▶ Job: Produce a verbatim copy of the entries listed below.

★ ★ ★ ★ ★ ★ ★

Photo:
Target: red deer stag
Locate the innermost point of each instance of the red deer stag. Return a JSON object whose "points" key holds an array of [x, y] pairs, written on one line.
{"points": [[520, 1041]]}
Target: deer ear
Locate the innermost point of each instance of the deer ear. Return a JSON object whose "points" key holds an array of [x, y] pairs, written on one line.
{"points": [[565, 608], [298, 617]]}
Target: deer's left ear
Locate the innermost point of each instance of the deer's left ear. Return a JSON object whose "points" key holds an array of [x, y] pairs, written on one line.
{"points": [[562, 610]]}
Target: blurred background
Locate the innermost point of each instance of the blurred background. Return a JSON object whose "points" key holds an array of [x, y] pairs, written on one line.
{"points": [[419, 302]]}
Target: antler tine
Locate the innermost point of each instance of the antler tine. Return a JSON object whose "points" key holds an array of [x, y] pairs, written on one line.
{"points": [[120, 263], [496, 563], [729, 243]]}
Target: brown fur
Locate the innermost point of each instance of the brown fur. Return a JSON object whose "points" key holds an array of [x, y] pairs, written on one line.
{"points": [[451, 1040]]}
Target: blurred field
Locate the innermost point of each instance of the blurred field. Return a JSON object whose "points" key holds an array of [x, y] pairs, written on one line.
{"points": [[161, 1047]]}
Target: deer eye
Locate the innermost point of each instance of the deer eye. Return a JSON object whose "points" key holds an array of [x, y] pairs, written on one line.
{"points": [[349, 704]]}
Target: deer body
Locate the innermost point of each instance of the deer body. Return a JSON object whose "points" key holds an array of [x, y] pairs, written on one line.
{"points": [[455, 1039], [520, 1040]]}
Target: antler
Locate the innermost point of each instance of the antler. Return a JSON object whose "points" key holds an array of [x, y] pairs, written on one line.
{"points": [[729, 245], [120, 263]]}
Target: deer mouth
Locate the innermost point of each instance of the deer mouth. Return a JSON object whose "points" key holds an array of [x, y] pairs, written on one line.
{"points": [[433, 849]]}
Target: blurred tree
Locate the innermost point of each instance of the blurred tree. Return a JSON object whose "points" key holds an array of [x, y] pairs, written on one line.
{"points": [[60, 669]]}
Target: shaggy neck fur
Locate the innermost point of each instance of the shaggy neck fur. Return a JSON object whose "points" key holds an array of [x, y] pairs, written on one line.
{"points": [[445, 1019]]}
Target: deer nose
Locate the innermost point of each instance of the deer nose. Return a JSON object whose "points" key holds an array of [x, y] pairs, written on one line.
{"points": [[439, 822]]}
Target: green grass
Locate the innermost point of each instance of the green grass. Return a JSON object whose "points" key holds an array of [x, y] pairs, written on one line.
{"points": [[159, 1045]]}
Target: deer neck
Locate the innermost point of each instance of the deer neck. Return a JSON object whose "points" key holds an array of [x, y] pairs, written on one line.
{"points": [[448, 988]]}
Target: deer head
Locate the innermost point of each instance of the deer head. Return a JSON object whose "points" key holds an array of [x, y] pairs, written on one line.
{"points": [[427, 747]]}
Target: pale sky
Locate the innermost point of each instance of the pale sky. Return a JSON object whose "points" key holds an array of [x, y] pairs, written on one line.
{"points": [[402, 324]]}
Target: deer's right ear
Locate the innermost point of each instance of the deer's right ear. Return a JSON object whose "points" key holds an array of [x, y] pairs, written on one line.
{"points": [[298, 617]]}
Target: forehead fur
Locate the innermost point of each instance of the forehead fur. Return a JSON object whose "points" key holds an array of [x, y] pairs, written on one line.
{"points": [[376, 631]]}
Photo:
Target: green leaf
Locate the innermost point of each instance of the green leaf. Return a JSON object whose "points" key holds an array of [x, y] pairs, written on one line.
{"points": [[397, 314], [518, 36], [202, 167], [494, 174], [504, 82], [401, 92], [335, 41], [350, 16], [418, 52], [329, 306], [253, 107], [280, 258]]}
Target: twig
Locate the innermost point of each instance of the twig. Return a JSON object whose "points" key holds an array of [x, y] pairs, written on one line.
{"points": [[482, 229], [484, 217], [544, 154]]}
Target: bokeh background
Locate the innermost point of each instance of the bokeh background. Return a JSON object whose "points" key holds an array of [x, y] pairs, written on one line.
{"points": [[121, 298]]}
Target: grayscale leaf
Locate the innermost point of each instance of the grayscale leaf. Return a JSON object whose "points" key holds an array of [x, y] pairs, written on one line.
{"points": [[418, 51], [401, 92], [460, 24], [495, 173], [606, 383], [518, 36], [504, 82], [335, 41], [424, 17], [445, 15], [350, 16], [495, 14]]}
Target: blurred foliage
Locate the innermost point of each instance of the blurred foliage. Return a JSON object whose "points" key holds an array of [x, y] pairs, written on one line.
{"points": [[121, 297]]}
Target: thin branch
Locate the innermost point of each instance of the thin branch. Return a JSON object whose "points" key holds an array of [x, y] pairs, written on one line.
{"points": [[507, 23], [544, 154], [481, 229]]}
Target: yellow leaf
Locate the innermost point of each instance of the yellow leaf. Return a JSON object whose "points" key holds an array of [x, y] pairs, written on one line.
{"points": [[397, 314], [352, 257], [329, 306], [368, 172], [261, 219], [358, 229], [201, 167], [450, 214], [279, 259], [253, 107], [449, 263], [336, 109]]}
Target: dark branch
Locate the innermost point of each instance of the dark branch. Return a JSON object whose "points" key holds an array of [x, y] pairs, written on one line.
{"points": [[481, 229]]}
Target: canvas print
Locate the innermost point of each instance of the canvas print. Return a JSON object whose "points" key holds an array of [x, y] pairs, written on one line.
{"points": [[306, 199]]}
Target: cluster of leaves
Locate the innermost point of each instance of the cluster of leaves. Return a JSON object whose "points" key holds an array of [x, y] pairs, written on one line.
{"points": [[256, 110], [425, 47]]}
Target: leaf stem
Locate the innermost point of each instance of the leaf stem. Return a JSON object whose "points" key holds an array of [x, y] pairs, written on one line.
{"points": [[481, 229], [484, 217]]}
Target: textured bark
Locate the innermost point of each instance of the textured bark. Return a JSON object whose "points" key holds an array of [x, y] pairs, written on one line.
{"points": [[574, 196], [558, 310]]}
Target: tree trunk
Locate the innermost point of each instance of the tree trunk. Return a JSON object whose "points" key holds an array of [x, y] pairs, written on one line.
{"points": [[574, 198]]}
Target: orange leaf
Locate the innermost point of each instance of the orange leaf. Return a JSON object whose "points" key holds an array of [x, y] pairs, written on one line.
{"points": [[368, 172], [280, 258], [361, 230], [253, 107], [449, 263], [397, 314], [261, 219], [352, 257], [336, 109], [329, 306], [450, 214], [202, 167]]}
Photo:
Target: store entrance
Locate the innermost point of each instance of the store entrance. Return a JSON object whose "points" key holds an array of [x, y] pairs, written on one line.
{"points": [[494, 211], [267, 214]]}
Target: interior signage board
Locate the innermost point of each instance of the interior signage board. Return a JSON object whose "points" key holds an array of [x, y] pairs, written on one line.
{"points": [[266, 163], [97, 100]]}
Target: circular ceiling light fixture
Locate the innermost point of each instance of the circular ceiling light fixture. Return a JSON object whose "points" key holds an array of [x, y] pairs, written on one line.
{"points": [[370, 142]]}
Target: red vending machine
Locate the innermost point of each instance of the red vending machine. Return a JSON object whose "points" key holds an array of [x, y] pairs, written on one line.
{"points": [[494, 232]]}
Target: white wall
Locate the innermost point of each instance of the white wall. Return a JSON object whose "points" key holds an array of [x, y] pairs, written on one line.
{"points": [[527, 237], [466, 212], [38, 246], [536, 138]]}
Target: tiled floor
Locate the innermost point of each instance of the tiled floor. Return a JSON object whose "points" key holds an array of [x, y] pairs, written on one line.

★ ★ ★ ★ ★ ★ ★

▶ Final answer:
Photo:
Target: red deer stag
Locate the innermost point of each instance of the red deer stag. Return a JSON object whose "points" key holds an array of [x, y] pairs, written on one line.
{"points": [[520, 1041]]}
Target: deer ear
Locate the innermost point of each instance of the deer ear. Return a JSON object whose "points" key holds an array of [x, y] pairs, written on one line.
{"points": [[565, 608], [298, 617]]}
Target: deer's left ear
Locate the innermost point of each instance of the deer's left ear. Return a JSON object whose "points" key holds an array of [x, y] pairs, written on one line.
{"points": [[562, 610]]}
Target: blurred background
Locate the innermost point of each instance of the blurred background. Return a JSON object whose "points" key holds an array of [x, y] pairs, written on one line.
{"points": [[419, 302]]}
Target: antler tine
Locate the innermost point of each instance of the antler tine. Return a JSON object whose "points" key holds an array of [x, y] pairs, written on one line.
{"points": [[120, 263], [496, 563], [729, 243]]}
Target: brown fur
Locate the innermost point of each instance of the brown fur. Return a JSON object whose "points" key holds an array of [x, y] pairs, written on one line.
{"points": [[451, 1040]]}
Target: blurred field
Locate the innermost point of each instance of the blurred field. Return a JSON object whose "points" key holds an array of [x, y] pairs, written on one line.
{"points": [[161, 1047]]}
Target: deer eye
Locate the innermost point of each instance of the deer eye. Return a JSON object whose "points" key holds an array of [x, y] pairs, written on one line.
{"points": [[349, 704]]}
Target: deer body
Locate the innermost point of each instance of the deer body. Return a JSON object whose "points" key holds an array of [x, y] pairs, written on one line.
{"points": [[455, 1039], [520, 1040]]}
Target: antler
Locate the innermost point of each instance of the antler. Return a JSON object whose "points" key holds an array of [x, y] pairs, written on one line.
{"points": [[729, 245], [120, 263]]}
Target: deer mouth
Locate the innermost point of each instance of the deer mouth. Return a JSON object whose "points" key holds an array of [x, y] pairs, written on one line.
{"points": [[433, 849]]}
Target: blurred tree
Locate the innermost point of each instance of the blurred tree. Return a JSON object whose "points" key holds an array of [x, y] pairs, written on one line.
{"points": [[60, 669]]}
Target: shaggy neck fur
Locate the innermost point of each instance of the shaggy neck fur. Return a JSON object whose "points" key holds an array of [x, y] pairs, written on one line.
{"points": [[445, 1019]]}
Target: deer nose
Locate the innermost point of each instance of the deer nose. Return a JSON object whose "points" key holds an array of [x, y] pairs, written on one line.
{"points": [[439, 822]]}
Target: green grass
Locate the innermost point of each instance of the green grass. Return a JSON object whose "points" key holds an array of [x, y] pairs, written on one line.
{"points": [[159, 1045]]}
Target: deer neck
Locate the innermost point of each instance of the deer neck. Return a JSON object whose "points" key holds an array of [x, y] pairs, written on one line.
{"points": [[448, 988]]}
Target: deer head
Locate the innermost point of each instance of the deer head. Return a JSON object whose "points" key holds an array of [x, y] pairs, written on one line.
{"points": [[427, 747]]}
Target: pale sky
Locate the innermost point of each instance of the pale sky. Return a JSON object whose "points" key holds an array of [x, y] pairs, written on one line.
{"points": [[402, 324]]}
Target: deer's right ear
Locate the innermost point of each instance of the deer's right ear. Return a JSON object whose "points" key holds an array of [x, y] pairs, written on one line.
{"points": [[298, 617]]}
Target: forehead fur
Locate the innermost point of each instance of the forehead fur. Return a JSON object whose "points" key holds an array of [x, y] pairs, written on one line.
{"points": [[376, 631]]}
Photo:
Target: green leaf
Locate the innermost point of each instance of the green leaf. Return a JSON object whose "points" key holds an array of [x, y] pairs, written on one line.
{"points": [[397, 314], [518, 36], [202, 167], [494, 174], [504, 82], [401, 92], [335, 41], [350, 16], [418, 52], [329, 306], [253, 107], [280, 258]]}
Target: twig
Locate the innermost point of each instance of the twig. Return a JSON object whose "points" key holds an array of [x, y] pairs, written on one line.
{"points": [[482, 229], [484, 217], [544, 154]]}
Target: bokeh background
Locate the innermost point of each instance of the bokeh background. Return a JSON object whose "points" key holds an array of [x, y] pairs, written on one line.
{"points": [[121, 298]]}
Target: grayscale leaf
Locate the innermost point of each instance of the grayscale leaf. Return a JSON object whose "points" key holds an array of [x, y] pairs, written on one line.
{"points": [[418, 51], [401, 92], [460, 24], [495, 173], [606, 383], [518, 36], [504, 82], [335, 41], [424, 17], [445, 15], [350, 16], [495, 14]]}
Target: blurred foliage
Locate the innermost point of each instance of the blurred foliage. Return a JSON object whose "points" key holds an array of [x, y] pairs, written on one line.
{"points": [[121, 297]]}
Target: thin branch
Locate the innermost point of each instance of the thin branch. Return a JSON object whose "points" key holds an array of [x, y] pairs, written on one line.
{"points": [[507, 23], [544, 154], [481, 229]]}
Target: yellow leaf
Locate the innermost point of each instance of the yellow leaf. Return a JSON object whose "points" key holds an array of [x, y] pairs, written on one line.
{"points": [[397, 314], [352, 257], [329, 306], [368, 172], [261, 219], [358, 229], [201, 167], [450, 214], [279, 259], [253, 107], [449, 263], [336, 109]]}
Target: dark branch
Locate the innermost point of each instance of the dark branch. Return a JSON object whose "points" key holds an array of [x, y] pairs, written on one line.
{"points": [[481, 229]]}
Target: canvas print
Locate the innermost point of each instance of the canvas print. Return a JSON object whose "points" key holds an array of [x, y] pairs, written on one line.
{"points": [[306, 199]]}
Target: cluster of leaves
Locate the innermost point of each instance of the cluster of leaves. Return a JSON object whose "points" key holds an array of [x, y] pairs, written on one line.
{"points": [[256, 110], [425, 47]]}
Target: leaf stem
Locate the innermost point of each instance of the leaf stem. Return a JSON object whose "points" key holds an array of [x, y] pairs, written on one line.
{"points": [[481, 229], [484, 217]]}
Target: textured bark
Locate the innermost point of each instance of the textured bark. Return a JSON object whose "points" key holds an array of [x, y] pairs, written on one line.
{"points": [[574, 196], [558, 310]]}
Target: tree trunk
Locate the innermost point of each instance of the tree trunk. Return a JSON object whose "points" key holds an array of [x, y] pairs, written on one line.
{"points": [[574, 198]]}
Target: orange leaf
Locate the innermost point of each instance of the orange leaf. Return a JSON object whose "points" key holds an array of [x, y] pairs, written on one line.
{"points": [[368, 172], [280, 258], [361, 230], [253, 107], [449, 263], [397, 314], [261, 219], [352, 257], [336, 109], [329, 306], [450, 214], [202, 167]]}
Photo:
Target: store entrance
Locate the innermost point of each instance of the store entrance. Return a JSON object whose "points" key holds an array of [x, y] pairs, written on one line.
{"points": [[494, 211], [267, 214]]}
Target: interior signage board
Locate the innermost point of each instance of the interior signage board. Return a JSON object whose "points" key holds an array of [x, y] pairs, written on one line.
{"points": [[266, 163], [97, 100]]}
Target: circular ceiling light fixture
Locate the innermost point of each instance of the circular ceiling light fixture. Return a JSON object whose "points" key holds an array of [x, y] pairs, written on one line.
{"points": [[370, 142]]}
Target: red vending machine
Locate the innermost point of each instance of the red vending machine. Return a JSON object whose "points" key holds an array of [x, y] pairs, written on one line.
{"points": [[494, 232]]}
Target: white wall
Locate the innermost point of each instance of the white wall. Return a JSON object whose "points" key holds an array of [x, y] pairs, written on one line.
{"points": [[527, 237], [466, 212], [38, 246], [536, 138]]}
Target: tiled floor
Locate the innermost point of each instance of the tiled floor. Return a JSON object whose "points" key holds an array of [x, y] pairs, written on one line.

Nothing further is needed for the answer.